··· RECORDS FOR THIS EXERCISE ···
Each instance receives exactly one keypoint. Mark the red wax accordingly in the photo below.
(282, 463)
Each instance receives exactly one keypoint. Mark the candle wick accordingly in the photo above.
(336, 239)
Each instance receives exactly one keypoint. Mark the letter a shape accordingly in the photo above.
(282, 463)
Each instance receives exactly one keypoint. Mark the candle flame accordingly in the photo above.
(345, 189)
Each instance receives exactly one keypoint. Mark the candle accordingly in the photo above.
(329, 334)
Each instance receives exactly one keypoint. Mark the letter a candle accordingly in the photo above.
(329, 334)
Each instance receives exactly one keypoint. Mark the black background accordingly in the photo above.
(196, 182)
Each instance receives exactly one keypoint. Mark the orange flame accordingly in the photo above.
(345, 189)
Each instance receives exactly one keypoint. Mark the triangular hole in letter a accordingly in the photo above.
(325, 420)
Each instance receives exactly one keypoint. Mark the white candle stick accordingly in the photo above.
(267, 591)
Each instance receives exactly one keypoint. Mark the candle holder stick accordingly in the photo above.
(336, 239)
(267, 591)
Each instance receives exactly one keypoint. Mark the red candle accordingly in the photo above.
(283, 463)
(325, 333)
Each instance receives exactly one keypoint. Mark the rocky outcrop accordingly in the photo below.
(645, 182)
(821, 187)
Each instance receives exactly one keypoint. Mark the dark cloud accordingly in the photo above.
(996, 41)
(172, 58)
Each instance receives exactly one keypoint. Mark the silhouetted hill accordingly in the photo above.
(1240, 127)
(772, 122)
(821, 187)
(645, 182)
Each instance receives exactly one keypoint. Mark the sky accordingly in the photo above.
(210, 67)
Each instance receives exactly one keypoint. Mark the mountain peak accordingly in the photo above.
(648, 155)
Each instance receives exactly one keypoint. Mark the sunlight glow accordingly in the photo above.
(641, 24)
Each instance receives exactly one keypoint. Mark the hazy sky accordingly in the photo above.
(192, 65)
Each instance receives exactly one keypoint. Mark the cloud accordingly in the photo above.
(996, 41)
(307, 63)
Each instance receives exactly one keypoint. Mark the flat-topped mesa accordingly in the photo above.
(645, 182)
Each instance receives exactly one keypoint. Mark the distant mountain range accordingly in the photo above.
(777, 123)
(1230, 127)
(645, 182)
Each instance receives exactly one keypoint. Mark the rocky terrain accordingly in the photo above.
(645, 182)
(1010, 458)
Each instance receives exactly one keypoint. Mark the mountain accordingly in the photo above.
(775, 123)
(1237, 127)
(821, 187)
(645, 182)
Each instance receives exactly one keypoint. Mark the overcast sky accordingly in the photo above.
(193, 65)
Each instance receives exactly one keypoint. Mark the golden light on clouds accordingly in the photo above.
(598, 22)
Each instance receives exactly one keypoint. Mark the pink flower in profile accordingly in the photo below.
···
**TASK REQUIREMENTS:**
Set down the data once more, word for word.

**ANSWER TO THIS TASK:**
Each instance receives exactly one keypoint. Mark the red wax accordingly in the photo below.
(282, 463)
Each instance receives exactly one keypoint. Mark the candle wick accordingly in the photo above.
(336, 239)
Each instance receives exactly one keypoint. Mark the letter a shape accordingly in the photo above.
(282, 463)
Each instance receives exactly one keypoint. Mark the candle flame accordingly in the photo above.
(345, 189)
Each instance receives exactly one keypoint. Mark the candle accordingly in the photo above.
(329, 334)
Each instance receives exactly one keypoint. Mark the letter a candle accordingly in the photo above.
(329, 334)
Each instance receives exactly one keypoint. Mark the black background accordingly in the photo above.
(196, 182)
Each instance receives exactly one keypoint. Mark the orange flame accordingly in the photo above.
(345, 189)
Each instance receives exactly one keypoint. Mark the triangular hole in letter a accordingly in the photo above.
(325, 420)
Each instance receives exactly one keypoint. Mark the white candle stick accordingly in the photo above.
(267, 591)
Each instance receives exactly one keypoint. Mark the candle holder stick accordingly in the photo above.
(336, 239)
(267, 591)
Each instance receives exactly one keypoint. Mark the red candle accordingly in the photo above.
(283, 463)
(325, 333)
Each instance receives exactly one keypoint. Mark the rocky outcrop accordingly in the photo below.
(645, 182)
(821, 187)
Each instance receives exactly one keypoint. Mark the dark cloud accordingly in the photo above.
(996, 41)
(172, 58)
Each instance receives exactly one keypoint. Mark the silhouetted hill accordingly in the photo above.
(1240, 127)
(772, 122)
(821, 187)
(645, 182)
Each instance receives exactly one keypoint. Mark the sky accordingly in the photo above.
(210, 67)
Each instance receives exactly one keypoint. Mark the mountain peak accordingly in the photo above.
(648, 155)
Each instance receives exactly one keypoint. Mark the sunlight glow accordingly in the photo above.
(641, 24)
Each instance receives exactly one keypoint. Mark the hazy sky accordingly in the photo above.
(192, 65)
Each instance receives exactly one keypoint. Mark the cloud accordingly in the photo above.
(996, 41)
(307, 63)
Each instance receives exactly one keypoint. Mark the flat-topped mesa accordingly in the photo above.
(645, 182)
Each instance receives exactly one keypoint. Mark the distant mountain range accordingly in the photo above.
(777, 123)
(1230, 127)
(645, 182)
Each instance receives exactly one keypoint. Mark the rocky terrain accordingly in the photo above.
(645, 182)
(1010, 458)
Each instance receives exactly one keypoint. Mark the mountain accordingly in the photo above.
(775, 123)
(1237, 127)
(821, 187)
(645, 182)
Each instance receives exactly one keypoint. Mark the overcast sky accordingly in the photo above.
(193, 65)
Each instance receives exactly one keypoint. Mark the golden light on clouds accordingly in the photo above.
(598, 22)
Each instance receives exactly one keypoint. Mark the pink flower in profile accordingly in the photo below.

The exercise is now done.